Excerpt to read
______

HAMAS ATTACKS BECAUSE They Can't Govern

Mussolini once said that he was a good dictator because he made the trains run on time (a feat that the Long Island Railroad hasn't mastered in my thirty years of commuting.) Making "the trains run on time" keeps despots in power (at least for a while) because in the end people usually judge their governments by asking the same question that President Regan used to ask, "are you better off than you were four years ago ?"

Another way despots stay in power is to find a scapegoat and make then the root of all your problems, it deflects public opinion from the fact that you can rule but can't govern. That is what most of the Arabs Nations do with Israel. It is also why Hamas got in power. In the year plus that Hamas has been governing the PA they have been horrible at running the territories, "making the trains run." The ONLY way it can stay in power is to attack Israel. And because Hamas doesn't spend time learning how to govern, it will never learn how to make peace.

In today's NY Post J
onathan Shanzer takes a look at how Hamas is having problems "Governing" the PA.

HAMAS: MISRULE IN GAZA

By JONATHAN SCHANZER
April 25, 2007 -- HAMAS, the terrorist group that Palestinians last year elected to govern their territories, is failing to govern at all.

March alone saw at least 46 kidnappings of civilians in the Gaza Strip, as well as over 25 killings of Palestinians by fellow Palestinians.

Internecine violence has gotten so bad that one human-rights activist says Gaza "has become worse than Somalia." Yasser Abed Rabbo, an executive-committee member of the rival Palestine Liberation Organization, calls it "anarchy."

The violence is just the tip of the iceberg in "Hamasistan." Other troubling signs include:


International Exodus: Foreigners who came to help are starting to flee for their lives - even armed foreigners. One group of Egyptian military officers has reportedly been recalled to Cairo on account of the dangers, with the two generals who remain spending most of their time in Israel, for fear of violence.
The United Nations may even declare Gaza a "dangerous zone." That would precipitate the evacuation of nearly all foreign nationals.

This would be disastrous for the general population: Nearly two-thirds of Gaza's 1.4 million residents claim refugee status, and rely on the U.N. Relief and Works Agency (UNWRA) and other aid organizations.

Unsafe Streets: The Palestinian media reports that crimes, including car theft and abductions, are skyrocketing. Iranian-trained Hamas forces are battling Egyptian-trained Fatah forces, rather than policing the streets. National Security Adviser Muhammad Dahlan admits that "many young men prefer to work for clans and not the security forces."

______

Pointing entries for labeled objects:
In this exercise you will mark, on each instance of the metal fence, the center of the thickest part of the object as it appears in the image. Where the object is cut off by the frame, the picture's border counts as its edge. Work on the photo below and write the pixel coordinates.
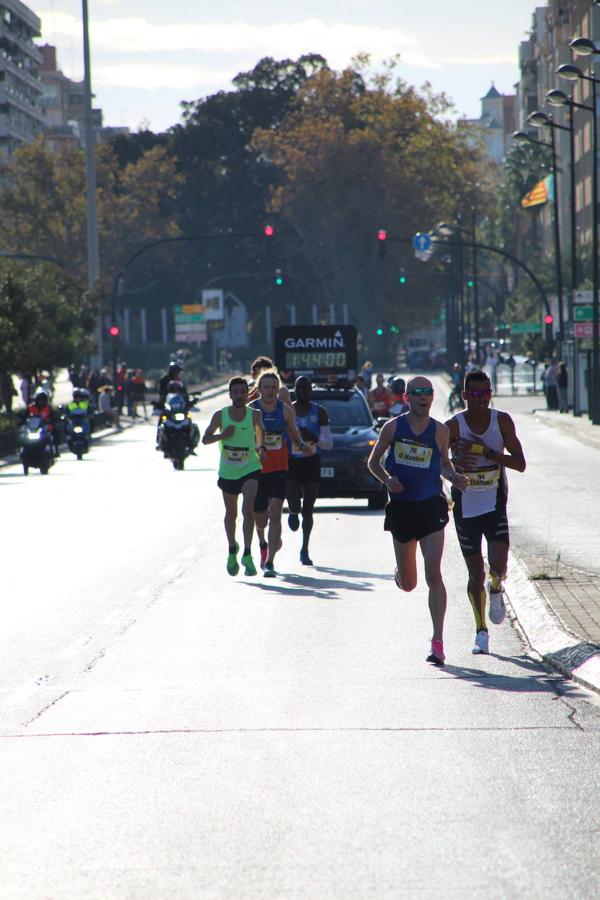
(520, 379)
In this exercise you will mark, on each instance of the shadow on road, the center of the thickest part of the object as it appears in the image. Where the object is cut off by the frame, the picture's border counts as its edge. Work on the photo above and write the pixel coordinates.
(538, 681)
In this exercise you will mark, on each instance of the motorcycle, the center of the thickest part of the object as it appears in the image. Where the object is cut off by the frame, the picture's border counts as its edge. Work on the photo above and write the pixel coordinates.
(37, 446)
(78, 430)
(178, 435)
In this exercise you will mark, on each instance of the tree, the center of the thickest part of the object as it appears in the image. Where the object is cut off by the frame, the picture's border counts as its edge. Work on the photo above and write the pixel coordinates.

______

Exercise tasks
**A)** According to the Hamas piece, how many kidnappings of civilians took place in the Gaza Strip in March?
**B)** Repeat the part of the Hamas piece starting with "Internecine violence has" and going on through "fear of violence.".
The lines stand apart from the Hamas piece and are separate material.

Answers to each task
**A)** At least 46.

**B)**
Internecine violence has gotten so bad that one human-rights activist says Gaza "has become worse than Somalia." Yasser Abed Rabbo, an executive-committee member of the rival Palestine Liberation Organization, calls it "anarchy."

The violence is just the tip of the iceberg in "Hamasistan." Other troubling signs include:


International Exodus: Foreigners who came to help are starting to flee for their lives - even armed foreigners. One group of Egyptian military officers has reportedly been recalled to Cairo on account of the dangers, with the two generals who remain spending most of their time in Israel, for fear of violence.